Document excerpt
Begin
Special Blogger's Note: Your ElderBerry friend, Bill, here wanting to relate to any/all who come here - maybe today and maybe other days - to read or even meditate on what God leads me to write here in these daily devotional blogs. It's THANKSGIVING DAY; and I'm so very thankful to be reading through the entire Bible this year (still on track into the 11th month). And I'm thankful to have followers like you, who, knowing you're there, have helped to keep me accountable and motivated to <'KOKO>< , which means "to keep on keeping on in Christ!" Thanks to you, to God's willingness to give me a little more than a month more, and mostly to God's enabling grace, keeping me on track in this covenant to Him on January 1, 2010, I'm going to read/study through the entire Bible this year; and doing it will be all to God's glory. Thanks, some of you, for coming along with me. I'm so grateful for your presence. =====================
Study from God’s Word… Acts, Chapters 13 – 15 … Passage for Reflection: Acts 14: 21 - 22 … NIV Then they [Paul, revived after being stoned by offended Greek Jews on his first missionary journey to Asia-Minor, and Barnabas, traveling with Paul] … returned to Lystra, Iconium and Antioch (in northern Syria), 22 strengthening the disciples and encouraging them to remain true to the faith. “We must go through hardships to enter the kingdom of God,” they said.
My Journal for Today: Okay, today is Thanksgiving in this year as I read today’s chapters from Acts and, led by Dr. Smith’s devotional, highlighting a passage attributed to the teachings of both Paul and Barnabas, who were teaching Jewish and Gentile Christians on their first missionary journey to Asia Minor. And in this study, I come upon another of those perplexing doctrinal conundrums which cause us to pause to ask how much of good works, in the face of persecution or worldly, human trial, is necessary for a believer in Jesus, as The Christ, to enter the kingdom of God, which is our heaven-bound home as born-again Christians after we’ve lived out our lives here on this earth.
End
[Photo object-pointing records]
Begin
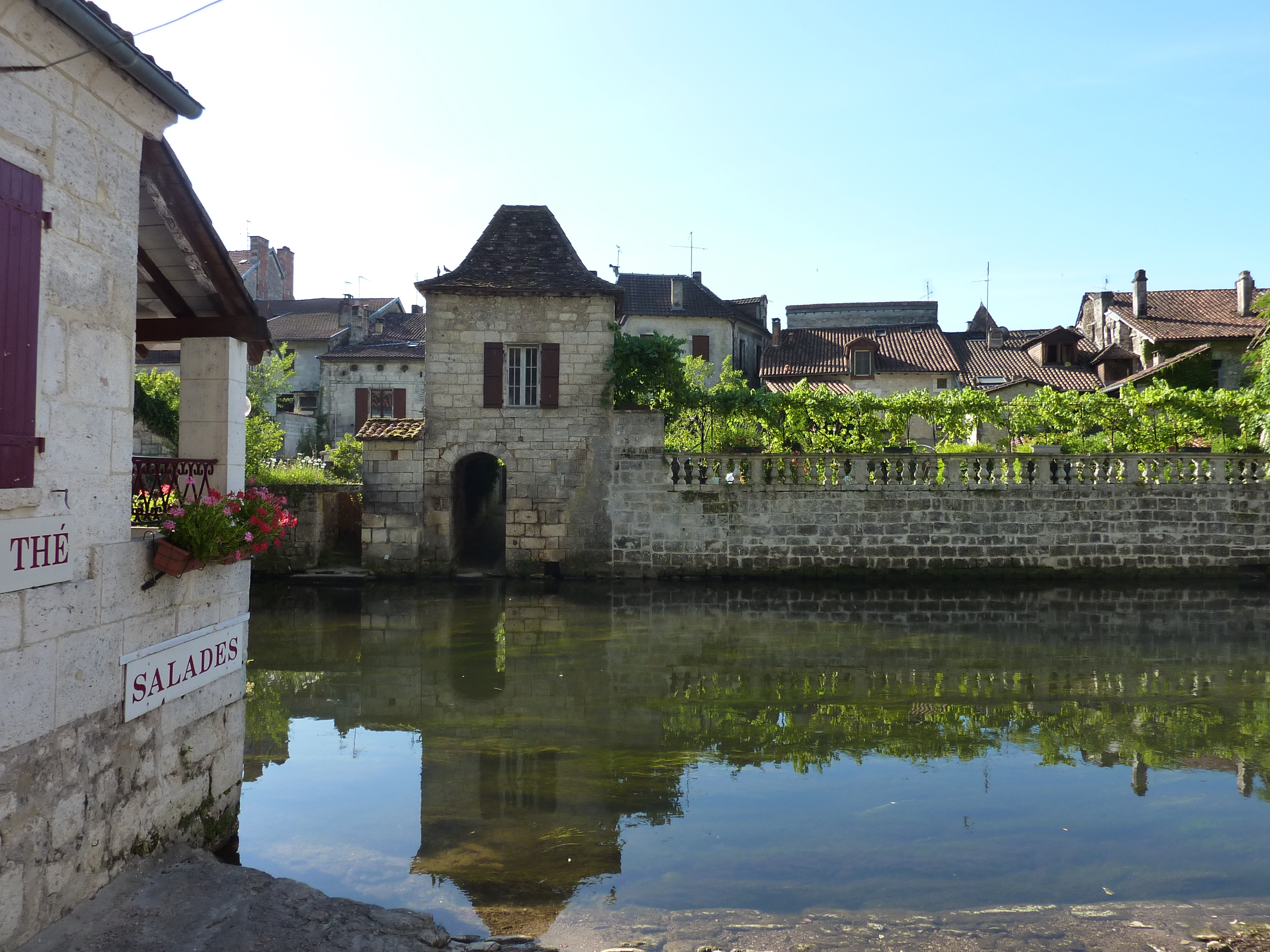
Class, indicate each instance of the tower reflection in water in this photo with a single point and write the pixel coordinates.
(549, 723)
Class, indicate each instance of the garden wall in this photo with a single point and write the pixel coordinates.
(860, 516)
(329, 521)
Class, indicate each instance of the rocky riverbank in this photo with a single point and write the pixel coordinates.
(187, 901)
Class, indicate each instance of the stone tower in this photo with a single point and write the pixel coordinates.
(517, 446)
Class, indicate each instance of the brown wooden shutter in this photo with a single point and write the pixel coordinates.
(493, 375)
(549, 393)
(22, 197)
(362, 405)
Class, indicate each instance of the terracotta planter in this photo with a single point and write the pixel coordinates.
End
What you need to do
1. Copy every line of the photo object-pointing rows verbatim, omitting the pictures.
2. Proceed with the Thanksgiving devotional on Acts 14, starting right after its last sentence.
The devotional blog post and the rows are unrelated pieces of material.

Answers provided
1.
Class, indicate each instance of the tower reflection in water in this photo with a single point and write the pixel coordinates.
(549, 723)
Class, indicate each instance of the garden wall in this photo with a single point and write the pixel coordinates.
(860, 516)
(329, 521)
Class, indicate each instance of the rocky riverbank in this photo with a single point and write the pixel coordinates.
(187, 901)
Class, indicate each instance of the stone tower in this photo with a single point and write the pixel coordinates.
(517, 446)
Class, indicate each instance of the brown wooden shutter in this photo with a single point and write the pixel coordinates.
(493, 375)
(549, 393)
(22, 197)
(362, 405)
Class, indicate each instance of the terracotta planter in this photo with a single point and write the pixel coordinates.

2.
We know a lot as Christians; and we really learn the basics from the Bible about salvation by God’s grace, through faith, leading to good works and kingdom as we read and internalize Christ’s sermon on the mount and then Paul’s letters later to the Church. In passages like Ephesians 2: 8-10, we read that salvation only comes through receiving the free gift of God’s saving grace by faith in Christ’s death and resurrection for our sins; and then in verse 10 of that passage, we see that fully receiving this saving grace leads to the enabling/empowering and sanctifying grace of God which shapes Christians to be able to withstand the very “hardships” which Paul and Barnabas are teaching Christians about in today’s passage.
The question and the Christian conundrum though the age of the Church has always been what Dr. Smith wrote out in his devotional challenge for the day, writing, In light of Jesus’ teaching, how far do I have to go to enter the kingdom of God?” Well, let me comment on that briefly.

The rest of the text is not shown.